§ Records provided
◆ ◆ ◆

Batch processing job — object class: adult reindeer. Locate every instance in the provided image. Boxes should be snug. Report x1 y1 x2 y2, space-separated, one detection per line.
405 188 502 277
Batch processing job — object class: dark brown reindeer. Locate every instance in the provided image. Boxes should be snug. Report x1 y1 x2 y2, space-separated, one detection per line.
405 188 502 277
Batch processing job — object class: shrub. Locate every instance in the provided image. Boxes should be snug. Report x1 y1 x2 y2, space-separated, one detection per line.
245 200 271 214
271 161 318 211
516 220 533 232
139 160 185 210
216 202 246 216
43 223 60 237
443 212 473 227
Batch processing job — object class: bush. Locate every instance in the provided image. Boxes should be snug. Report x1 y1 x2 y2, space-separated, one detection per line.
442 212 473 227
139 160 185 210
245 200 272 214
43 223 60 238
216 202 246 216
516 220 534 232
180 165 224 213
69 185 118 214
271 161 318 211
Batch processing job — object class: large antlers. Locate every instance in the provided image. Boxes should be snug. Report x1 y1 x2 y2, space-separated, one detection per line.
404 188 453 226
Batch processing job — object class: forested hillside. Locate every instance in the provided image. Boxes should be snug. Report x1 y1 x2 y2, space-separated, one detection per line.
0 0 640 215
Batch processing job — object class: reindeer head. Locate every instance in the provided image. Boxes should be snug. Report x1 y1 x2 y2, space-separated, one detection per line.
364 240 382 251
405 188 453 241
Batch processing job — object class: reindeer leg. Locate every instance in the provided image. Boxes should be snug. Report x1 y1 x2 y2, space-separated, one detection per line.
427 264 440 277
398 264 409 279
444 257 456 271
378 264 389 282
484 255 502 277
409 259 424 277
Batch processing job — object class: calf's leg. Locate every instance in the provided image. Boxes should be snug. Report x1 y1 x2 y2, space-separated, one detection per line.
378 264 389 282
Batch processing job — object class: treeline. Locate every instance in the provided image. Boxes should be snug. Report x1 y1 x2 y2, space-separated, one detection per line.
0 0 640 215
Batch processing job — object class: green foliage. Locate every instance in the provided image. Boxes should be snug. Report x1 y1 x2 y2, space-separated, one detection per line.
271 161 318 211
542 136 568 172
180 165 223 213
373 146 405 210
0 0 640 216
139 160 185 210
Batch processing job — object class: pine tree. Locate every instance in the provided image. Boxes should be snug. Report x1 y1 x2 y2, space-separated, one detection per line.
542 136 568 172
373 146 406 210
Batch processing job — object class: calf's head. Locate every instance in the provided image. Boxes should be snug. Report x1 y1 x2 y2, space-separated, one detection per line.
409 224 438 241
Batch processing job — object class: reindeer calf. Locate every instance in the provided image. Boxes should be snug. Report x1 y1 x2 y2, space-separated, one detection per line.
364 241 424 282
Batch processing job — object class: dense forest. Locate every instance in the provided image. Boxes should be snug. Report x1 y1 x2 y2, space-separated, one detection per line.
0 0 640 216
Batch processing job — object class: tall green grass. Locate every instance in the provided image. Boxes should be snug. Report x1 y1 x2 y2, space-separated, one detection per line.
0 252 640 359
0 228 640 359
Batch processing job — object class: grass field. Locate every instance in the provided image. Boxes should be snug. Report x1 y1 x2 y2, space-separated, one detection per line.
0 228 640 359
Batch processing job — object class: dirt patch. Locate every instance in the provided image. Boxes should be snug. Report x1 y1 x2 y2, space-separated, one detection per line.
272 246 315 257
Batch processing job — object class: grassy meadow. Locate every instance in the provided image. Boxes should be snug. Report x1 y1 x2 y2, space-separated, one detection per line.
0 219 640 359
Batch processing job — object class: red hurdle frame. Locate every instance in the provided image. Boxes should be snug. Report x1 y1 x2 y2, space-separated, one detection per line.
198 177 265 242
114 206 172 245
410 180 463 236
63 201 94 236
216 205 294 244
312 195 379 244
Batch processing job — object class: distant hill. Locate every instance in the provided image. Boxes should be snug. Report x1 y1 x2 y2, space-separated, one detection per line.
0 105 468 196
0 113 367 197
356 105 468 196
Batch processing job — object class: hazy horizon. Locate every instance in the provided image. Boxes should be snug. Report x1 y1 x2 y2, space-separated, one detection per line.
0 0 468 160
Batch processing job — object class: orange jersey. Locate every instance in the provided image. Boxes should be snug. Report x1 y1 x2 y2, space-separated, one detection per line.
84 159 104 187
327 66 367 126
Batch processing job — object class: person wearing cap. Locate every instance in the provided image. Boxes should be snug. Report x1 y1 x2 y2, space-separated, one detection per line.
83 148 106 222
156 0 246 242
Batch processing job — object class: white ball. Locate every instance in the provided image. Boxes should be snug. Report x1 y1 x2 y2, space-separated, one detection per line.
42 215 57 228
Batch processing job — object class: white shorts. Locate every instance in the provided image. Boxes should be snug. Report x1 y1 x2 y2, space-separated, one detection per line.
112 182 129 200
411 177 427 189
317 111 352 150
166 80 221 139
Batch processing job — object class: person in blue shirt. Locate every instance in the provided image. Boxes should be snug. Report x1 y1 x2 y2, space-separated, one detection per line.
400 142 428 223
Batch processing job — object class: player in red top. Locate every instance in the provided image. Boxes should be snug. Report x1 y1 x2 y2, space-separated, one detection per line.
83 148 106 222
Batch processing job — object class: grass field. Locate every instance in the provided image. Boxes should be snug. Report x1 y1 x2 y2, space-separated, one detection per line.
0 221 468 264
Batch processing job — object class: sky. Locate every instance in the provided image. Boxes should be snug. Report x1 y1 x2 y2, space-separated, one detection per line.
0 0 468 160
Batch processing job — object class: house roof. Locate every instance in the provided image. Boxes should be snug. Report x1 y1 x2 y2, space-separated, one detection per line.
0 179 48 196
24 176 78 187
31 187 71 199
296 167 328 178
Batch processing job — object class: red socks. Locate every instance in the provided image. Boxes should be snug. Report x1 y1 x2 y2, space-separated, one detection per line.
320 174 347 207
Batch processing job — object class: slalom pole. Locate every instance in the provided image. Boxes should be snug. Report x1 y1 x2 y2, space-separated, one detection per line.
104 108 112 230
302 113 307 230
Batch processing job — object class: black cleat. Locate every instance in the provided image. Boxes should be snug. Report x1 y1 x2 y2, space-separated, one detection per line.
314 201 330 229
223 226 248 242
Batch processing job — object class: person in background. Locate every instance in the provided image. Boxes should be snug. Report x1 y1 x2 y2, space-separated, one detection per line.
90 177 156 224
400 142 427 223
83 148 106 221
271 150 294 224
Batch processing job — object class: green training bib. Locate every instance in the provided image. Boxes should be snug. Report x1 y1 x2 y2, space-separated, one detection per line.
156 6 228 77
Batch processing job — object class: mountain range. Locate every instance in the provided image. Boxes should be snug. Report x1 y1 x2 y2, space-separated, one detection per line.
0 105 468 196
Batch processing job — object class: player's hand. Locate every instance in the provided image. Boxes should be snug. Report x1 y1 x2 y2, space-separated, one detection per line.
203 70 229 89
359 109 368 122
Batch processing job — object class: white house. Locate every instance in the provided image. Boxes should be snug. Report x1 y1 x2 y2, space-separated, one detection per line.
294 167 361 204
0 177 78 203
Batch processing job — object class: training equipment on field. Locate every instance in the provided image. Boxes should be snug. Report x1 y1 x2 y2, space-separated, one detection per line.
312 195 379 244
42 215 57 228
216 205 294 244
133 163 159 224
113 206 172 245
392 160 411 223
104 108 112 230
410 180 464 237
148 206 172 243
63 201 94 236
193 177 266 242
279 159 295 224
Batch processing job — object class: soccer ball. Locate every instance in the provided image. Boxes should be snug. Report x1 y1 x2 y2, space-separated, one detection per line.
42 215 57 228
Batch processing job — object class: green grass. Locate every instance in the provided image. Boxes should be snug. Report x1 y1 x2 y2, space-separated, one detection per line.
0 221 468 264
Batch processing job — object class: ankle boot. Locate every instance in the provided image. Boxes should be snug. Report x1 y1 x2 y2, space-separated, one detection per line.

◆ ◆ ◆

§ Given exercise
Reproduce the rows above unchanged, everything from the line containing "Batch processing job — object class: person in background." down to the line containing "0 177 78 203", with both of those lines included.

§ In response
Batch processing job — object class: person in background. Locate every instance in the provided image. Boxes should be snug. Report x1 y1 x2 y2, space-separated, one detection per line.
90 177 156 224
400 142 427 223
83 148 106 221
271 150 294 224
Batch processing job — object class: green training bib. Locate every instance in the provided image. Boxes should be snug. Report x1 y1 x2 y2, space-separated, one detection per line.
156 6 228 77
Batch processing job — object class: mountain range. Locate every instance in the provided image. Boxes should be snug. Report x1 y1 x2 y2, space-separated, one detection per line.
0 105 468 196
Batch processing job — object class: player's hand. Locate every instance in the provided image. Boxes should be snug. Report x1 y1 x2 y2, space-separated, one detection per line.
203 70 229 89
359 109 368 122
Batch processing job — object class: white house. Locate every instance in the provided image. Boxes should be snug. Report x1 y1 x2 y2, space-separated, one detection per line.
294 167 361 204
0 177 78 203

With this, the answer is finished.